▸ What to work on:
Reproduce every one of the following items word for word, without changing anything.
— start The records —
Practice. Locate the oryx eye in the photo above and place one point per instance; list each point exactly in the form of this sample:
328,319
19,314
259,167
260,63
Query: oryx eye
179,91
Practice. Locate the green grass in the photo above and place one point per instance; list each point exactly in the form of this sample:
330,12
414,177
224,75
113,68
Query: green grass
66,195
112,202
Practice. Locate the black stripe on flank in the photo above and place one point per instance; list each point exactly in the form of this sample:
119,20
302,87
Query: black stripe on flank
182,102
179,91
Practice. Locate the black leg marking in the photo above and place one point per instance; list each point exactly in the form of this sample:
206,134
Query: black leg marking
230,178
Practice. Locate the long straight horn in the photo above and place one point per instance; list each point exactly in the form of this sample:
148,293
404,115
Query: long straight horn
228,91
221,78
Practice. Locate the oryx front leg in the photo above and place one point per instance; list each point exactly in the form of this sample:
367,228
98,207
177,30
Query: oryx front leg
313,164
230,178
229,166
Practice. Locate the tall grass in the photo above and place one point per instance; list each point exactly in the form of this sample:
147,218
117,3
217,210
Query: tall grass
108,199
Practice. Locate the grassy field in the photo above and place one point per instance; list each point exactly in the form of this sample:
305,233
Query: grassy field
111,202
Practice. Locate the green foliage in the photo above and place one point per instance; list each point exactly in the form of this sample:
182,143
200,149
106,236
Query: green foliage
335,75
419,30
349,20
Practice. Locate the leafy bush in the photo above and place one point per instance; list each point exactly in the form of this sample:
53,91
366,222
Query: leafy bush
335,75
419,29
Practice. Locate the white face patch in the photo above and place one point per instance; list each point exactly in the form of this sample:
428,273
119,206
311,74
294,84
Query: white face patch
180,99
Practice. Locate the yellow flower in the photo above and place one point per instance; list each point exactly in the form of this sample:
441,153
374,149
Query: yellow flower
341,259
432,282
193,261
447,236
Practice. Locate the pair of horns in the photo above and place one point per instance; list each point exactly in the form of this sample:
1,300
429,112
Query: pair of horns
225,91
— end The records —
▸ Answer to the task:
Practice. Locate the oryx eye in the photo above and place one point per instance; list each point exactly in the form of this sample:
328,319
19,314
259,167
260,63
Query: oryx eye
179,91
Practice. Locate the green grass in the photo above and place one point per instance; list each point exactly in the form of this sample:
330,12
414,177
224,75
113,68
Query: green grass
66,195
112,202
Practice. Locate the black stripe on flank in the photo above and place one point per instance; list each point exactly in the form of this sample:
119,20
302,87
Query: black stripe on flank
182,102
179,91
Practice. Locate the black leg marking in the photo above and place one point per instance; list each point exactly in the form of this sample:
206,134
Query: black leg marking
230,178
Practice. Locate the long straight horn in the photo above and place one point per instance; list each point exactly in the form of this sample:
148,293
404,115
Query: long straight horn
228,91
221,78
Practice. Locate the oryx front leg in the photo above and place one point per instance; list each point exactly in the form of this sample:
367,228
98,207
177,30
Query: oryx front leg
313,164
230,178
229,166
Practice. Locate the tall grass in the photo above and place one point per instance; list each point exactly in the form of this sample:
147,218
117,3
217,210
Query: tall grass
108,199
Practice. Locate the grassy field in the photo above and place one point per instance; list each point exactly in the form of this sample:
305,233
Query: grassy field
111,202
Practice. Locate the green foliage in the photo above and place one point per instance; list each point exactly in the form of this sample:
182,143
200,149
106,236
Query: green foliage
335,75
419,30
349,20
Practice. Locate the leafy bush in the photo above and place one point per instance; list each point exactly in the form of this sample:
53,91
366,222
Query: leafy bush
335,75
419,29
Practice. Locate the white face patch in the photo above and place one point per instance; list each point exactly in the form of this sample:
428,273
119,206
311,74
294,84
Query: white face patch
180,99
Practice. Locate the yellow flower in the photo above and place one point per instance; list each point exactly in the form of this sample:
441,153
374,149
Query: yellow flower
341,259
432,282
193,261
447,236
Practice. Locate the pair of horns in the photo above and place one point per instance; list each point exactly in the form of this sample:
1,300
429,112
Query: pair of horns
225,91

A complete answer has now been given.